Task prompt
Retype the material that follows, keeping every word as it is.

Data
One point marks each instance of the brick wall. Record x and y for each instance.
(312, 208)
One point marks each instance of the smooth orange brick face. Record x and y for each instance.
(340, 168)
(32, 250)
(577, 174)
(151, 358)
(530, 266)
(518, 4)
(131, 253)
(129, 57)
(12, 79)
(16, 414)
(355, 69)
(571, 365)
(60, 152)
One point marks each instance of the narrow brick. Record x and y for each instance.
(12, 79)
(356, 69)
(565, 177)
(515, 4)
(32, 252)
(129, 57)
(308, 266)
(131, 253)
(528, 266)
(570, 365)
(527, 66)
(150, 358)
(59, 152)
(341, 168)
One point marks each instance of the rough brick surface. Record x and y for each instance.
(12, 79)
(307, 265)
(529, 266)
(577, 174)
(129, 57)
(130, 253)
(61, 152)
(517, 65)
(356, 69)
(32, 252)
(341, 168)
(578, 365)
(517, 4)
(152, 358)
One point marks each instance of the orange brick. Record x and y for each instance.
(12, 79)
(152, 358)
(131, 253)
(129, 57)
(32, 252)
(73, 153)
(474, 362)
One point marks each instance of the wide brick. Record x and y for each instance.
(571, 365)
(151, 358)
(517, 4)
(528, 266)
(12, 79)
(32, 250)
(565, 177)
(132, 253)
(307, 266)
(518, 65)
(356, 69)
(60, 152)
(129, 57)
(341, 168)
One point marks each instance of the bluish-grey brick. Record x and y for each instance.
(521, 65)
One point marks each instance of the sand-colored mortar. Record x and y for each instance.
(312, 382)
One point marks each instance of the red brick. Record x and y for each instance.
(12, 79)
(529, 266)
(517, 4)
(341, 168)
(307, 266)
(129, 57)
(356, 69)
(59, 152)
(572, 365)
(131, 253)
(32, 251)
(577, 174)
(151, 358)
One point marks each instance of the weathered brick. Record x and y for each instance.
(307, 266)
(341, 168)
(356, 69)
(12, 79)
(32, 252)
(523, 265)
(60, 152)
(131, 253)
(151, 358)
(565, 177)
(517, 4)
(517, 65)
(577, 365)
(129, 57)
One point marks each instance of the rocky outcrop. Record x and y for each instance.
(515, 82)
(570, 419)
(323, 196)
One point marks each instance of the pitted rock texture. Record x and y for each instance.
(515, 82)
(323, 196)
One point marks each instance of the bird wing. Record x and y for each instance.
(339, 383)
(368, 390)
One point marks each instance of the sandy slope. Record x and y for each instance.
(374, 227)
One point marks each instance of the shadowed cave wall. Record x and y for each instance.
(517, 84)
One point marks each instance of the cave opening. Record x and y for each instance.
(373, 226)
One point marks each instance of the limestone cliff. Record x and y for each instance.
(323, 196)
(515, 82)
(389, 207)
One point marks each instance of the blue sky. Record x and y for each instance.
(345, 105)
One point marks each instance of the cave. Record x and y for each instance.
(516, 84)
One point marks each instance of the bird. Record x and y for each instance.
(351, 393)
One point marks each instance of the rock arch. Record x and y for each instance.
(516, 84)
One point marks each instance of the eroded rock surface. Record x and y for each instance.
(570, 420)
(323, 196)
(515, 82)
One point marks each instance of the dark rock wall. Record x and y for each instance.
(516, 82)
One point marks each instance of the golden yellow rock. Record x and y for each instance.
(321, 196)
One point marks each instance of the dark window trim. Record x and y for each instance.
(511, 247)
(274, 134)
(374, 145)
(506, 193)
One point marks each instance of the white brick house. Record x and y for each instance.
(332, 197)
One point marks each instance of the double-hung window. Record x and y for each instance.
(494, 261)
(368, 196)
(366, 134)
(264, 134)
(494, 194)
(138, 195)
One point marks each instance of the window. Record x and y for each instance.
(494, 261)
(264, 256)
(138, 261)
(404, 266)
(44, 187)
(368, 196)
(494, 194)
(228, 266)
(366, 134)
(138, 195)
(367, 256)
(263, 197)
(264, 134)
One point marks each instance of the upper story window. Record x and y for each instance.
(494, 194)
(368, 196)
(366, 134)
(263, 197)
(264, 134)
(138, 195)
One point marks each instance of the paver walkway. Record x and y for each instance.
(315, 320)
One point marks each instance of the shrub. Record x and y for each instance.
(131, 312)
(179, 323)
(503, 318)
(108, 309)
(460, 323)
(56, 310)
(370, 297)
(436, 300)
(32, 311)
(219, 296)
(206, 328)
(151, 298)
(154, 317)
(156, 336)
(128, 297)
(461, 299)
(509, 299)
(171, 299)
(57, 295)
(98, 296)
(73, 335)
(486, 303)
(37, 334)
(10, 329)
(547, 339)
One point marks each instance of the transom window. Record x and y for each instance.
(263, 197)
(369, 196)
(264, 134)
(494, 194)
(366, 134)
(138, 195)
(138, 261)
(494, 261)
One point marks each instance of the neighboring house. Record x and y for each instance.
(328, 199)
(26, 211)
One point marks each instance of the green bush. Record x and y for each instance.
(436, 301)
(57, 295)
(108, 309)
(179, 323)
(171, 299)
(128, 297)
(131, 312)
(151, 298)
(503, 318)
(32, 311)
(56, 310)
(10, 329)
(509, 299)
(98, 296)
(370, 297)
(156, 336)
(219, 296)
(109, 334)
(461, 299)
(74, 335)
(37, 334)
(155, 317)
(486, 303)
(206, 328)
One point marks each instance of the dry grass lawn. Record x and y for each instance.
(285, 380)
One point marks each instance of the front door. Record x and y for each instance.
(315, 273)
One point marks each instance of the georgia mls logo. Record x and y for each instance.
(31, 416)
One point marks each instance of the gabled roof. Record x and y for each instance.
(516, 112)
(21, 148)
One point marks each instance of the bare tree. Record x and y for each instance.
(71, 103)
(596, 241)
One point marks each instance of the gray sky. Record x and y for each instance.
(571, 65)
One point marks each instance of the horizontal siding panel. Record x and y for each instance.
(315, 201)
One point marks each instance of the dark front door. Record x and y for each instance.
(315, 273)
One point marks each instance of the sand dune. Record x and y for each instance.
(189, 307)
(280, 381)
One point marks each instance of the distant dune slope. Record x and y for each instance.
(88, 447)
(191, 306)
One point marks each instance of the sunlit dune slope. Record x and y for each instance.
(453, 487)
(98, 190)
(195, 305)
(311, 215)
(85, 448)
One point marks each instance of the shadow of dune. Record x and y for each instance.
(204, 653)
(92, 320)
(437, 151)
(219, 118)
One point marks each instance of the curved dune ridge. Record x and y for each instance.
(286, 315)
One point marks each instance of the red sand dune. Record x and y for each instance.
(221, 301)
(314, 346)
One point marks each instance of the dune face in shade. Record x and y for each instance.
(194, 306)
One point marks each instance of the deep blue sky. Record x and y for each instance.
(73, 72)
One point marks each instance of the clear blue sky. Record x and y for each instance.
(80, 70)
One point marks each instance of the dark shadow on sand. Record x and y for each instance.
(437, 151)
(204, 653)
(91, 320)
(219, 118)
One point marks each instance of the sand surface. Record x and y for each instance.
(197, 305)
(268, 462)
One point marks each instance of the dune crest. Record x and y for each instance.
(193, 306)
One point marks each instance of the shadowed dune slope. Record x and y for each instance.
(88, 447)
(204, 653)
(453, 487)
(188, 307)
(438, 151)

Worked answer
One point marks each instance of the brick wall. Record x and y for each instance.
(312, 208)
One point marks each instance of the smooth orange brick face. Record x and y for each instance.
(340, 168)
(32, 250)
(577, 174)
(151, 358)
(530, 266)
(518, 4)
(131, 253)
(129, 57)
(12, 79)
(16, 414)
(355, 69)
(571, 365)
(60, 152)
One point marks each instance of the narrow brick. Record x and y for each instance.
(12, 79)
(356, 69)
(565, 177)
(515, 4)
(32, 252)
(129, 57)
(308, 266)
(131, 253)
(528, 266)
(570, 365)
(527, 66)
(150, 358)
(59, 152)
(341, 168)
One point marks each instance of the rough brick surface. Record x and y for each instance.
(12, 79)
(307, 265)
(529, 266)
(577, 174)
(129, 57)
(130, 253)
(61, 152)
(517, 65)
(356, 69)
(32, 252)
(341, 168)
(578, 365)
(517, 4)
(152, 358)
One point marks each instance of the orange brick. Record x and y for each instance.
(12, 79)
(152, 358)
(131, 253)
(129, 57)
(32, 252)
(73, 153)
(474, 362)
One point marks each instance of the wide brick. Record x and y for each instance.
(571, 365)
(151, 358)
(517, 4)
(528, 266)
(12, 79)
(32, 250)
(565, 177)
(132, 253)
(307, 266)
(518, 65)
(356, 69)
(60, 152)
(129, 57)
(341, 168)
One point marks each instance of the bluish-grey brick. Record x and y for each instance.
(521, 65)
One point marks each instance of the sand-colored mortar. Record x and y for each instance.
(312, 382)
One point marks each instance of the red brick. Record x and y for each instance.
(12, 79)
(529, 266)
(517, 4)
(341, 168)
(307, 266)
(129, 57)
(356, 69)
(59, 152)
(572, 365)
(131, 253)
(32, 251)
(577, 174)
(151, 358)
One point marks each instance of the weathered brick. Record x and y for each instance.
(307, 266)
(341, 168)
(356, 69)
(12, 79)
(32, 252)
(523, 265)
(60, 152)
(131, 253)
(151, 358)
(565, 177)
(517, 4)
(517, 65)
(577, 365)
(129, 57)
One point marks each instance of the rocky outcrop. Record x and y for each instance.
(515, 82)
(570, 419)
(323, 196)
One point marks each instance of the pitted rock texture. Record x and y for each instance.
(515, 82)
(323, 196)
One point marks each instance of the bird wing. Record x and y for each instance.
(339, 383)
(368, 390)
One point marks each instance of the sandy slope. Record x and y for each instance.
(374, 227)
One point marks each instance of the shadowed cave wall. Record x and y for each instance.
(517, 84)
One point marks each instance of the cave opening. Record x and y for each instance.
(373, 226)
One point marks each instance of the limestone cliff. Record x and y for each instance.
(323, 196)
(515, 82)
(389, 207)
One point marks each instance of the blue sky. Record x and y for each instance.
(345, 105)
One point marks each instance of the cave. Record x and y for each instance.
(516, 84)
One point marks each instance of the bird. Record x and y for each instance.
(351, 393)
One point marks each instance of the rock arch. Record x and y for each instance.
(516, 84)
One point marks each instance of the eroded rock surface. Record x and y for each instance.
(570, 420)
(323, 196)
(515, 82)
One point marks each instance of the dark rock wall. Record x and y for each instance.
(516, 82)
One point marks each instance of the golden yellow rock. Record x and y for each instance.
(321, 196)
One point marks each instance of the dark window trim. Record x and y for each instance.
(511, 247)
(274, 134)
(374, 145)
(506, 193)
One point marks each instance of the white brick house. Record x and y for each instance.
(332, 197)
One point marks each instance of the double-hung window. Record x and y for each instance.
(494, 261)
(368, 196)
(366, 134)
(264, 134)
(494, 194)
(138, 195)
One point marks each instance of the window. Record x and y for each instance.
(494, 261)
(264, 256)
(138, 261)
(404, 266)
(44, 187)
(368, 196)
(494, 194)
(228, 266)
(366, 134)
(138, 195)
(367, 256)
(263, 197)
(264, 134)
One point marks each instance of the upper story window. Record x and y for each instance.
(494, 194)
(368, 196)
(366, 134)
(263, 197)
(264, 134)
(138, 195)
One point marks each instance of the paver walkway. Record x and y for each instance.
(315, 320)
One point marks each instance of the shrub. Record x and y for each instance.
(131, 312)
(179, 323)
(503, 318)
(108, 309)
(460, 323)
(56, 310)
(370, 297)
(436, 300)
(32, 311)
(219, 296)
(206, 328)
(151, 298)
(154, 317)
(156, 336)
(128, 297)
(461, 299)
(509, 299)
(171, 299)
(57, 295)
(98, 296)
(73, 335)
(486, 303)
(37, 334)
(10, 329)
(547, 339)
One point marks each instance of the transom window. Record x and y for each instance.
(263, 197)
(369, 196)
(264, 134)
(494, 194)
(366, 134)
(138, 195)
(138, 261)
(494, 261)
One point marks each instance of the neighboring house. Record x and y for each instance.
(328, 199)
(26, 211)
One point marks each instance of the green bush. Record x and y for each instance.
(436, 301)
(57, 295)
(108, 309)
(179, 323)
(171, 299)
(128, 297)
(131, 312)
(151, 298)
(503, 318)
(32, 311)
(56, 310)
(10, 329)
(509, 299)
(98, 296)
(370, 297)
(156, 336)
(219, 296)
(109, 334)
(461, 299)
(74, 335)
(37, 334)
(155, 317)
(486, 303)
(206, 328)
One point marks each instance of the dry grass lawn. Record x and y for each instance.
(285, 380)
One point marks each instance of the front door. Record x and y for each instance.
(315, 273)
One point marks each instance of the georgia mls logo. Record x and y for each instance.
(31, 416)
One point marks each instance of the gabled roof. Record x and y for each instance.
(516, 112)
(21, 148)
One point marks each instance of the bare tree. Record x and y for each instance.
(71, 103)
(596, 241)
One point marks each instance of the gray sky. Record x and y for each instance.
(571, 65)
One point marks each instance of the horizontal siding panel. Record x and y for each instance.
(315, 201)
One point marks each instance of the dark front door. Record x and y for each instance.
(315, 273)
One point marks each instance of the sand dune. Record x and y for each instance.
(189, 307)
(280, 381)
One point marks each instance of the distant dune slope. Record x and y for each instance.
(88, 447)
(191, 306)
One point marks each instance of the sunlit dune slope. Record x and y for each instance.
(453, 487)
(98, 190)
(195, 305)
(311, 215)
(85, 448)
One point marks each instance of the shadow of dune. Record x and y for each instance.
(204, 653)
(92, 320)
(437, 151)
(219, 118)
One point marks each instance of the curved dune ridge. Record x and y for each instance.
(286, 315)
One point marks each instance of the red sand dune. Record x and y for each instance.
(221, 301)
(314, 346)
One point marks each instance of the dune face in shade. Record x and y for each instance.
(194, 306)
One point marks each instance of the deep blue sky. Record x and y for each instance.
(73, 72)
One point marks each instance of the clear blue sky. Record x and y for each instance.
(80, 70)
One point marks each instance of the dark shadow on sand. Record x and y for each instance.
(437, 151)
(204, 653)
(91, 320)
(219, 118)
One point marks each instance of the sand surface. Record x and y for each instance.
(197, 305)
(268, 462)
One point marks each instance of the dune crest. Record x and y for each instance.
(193, 306)
One point marks each instance of the shadowed dune slope. Record x and y for each instance.
(88, 447)
(204, 653)
(453, 487)
(188, 307)
(438, 151)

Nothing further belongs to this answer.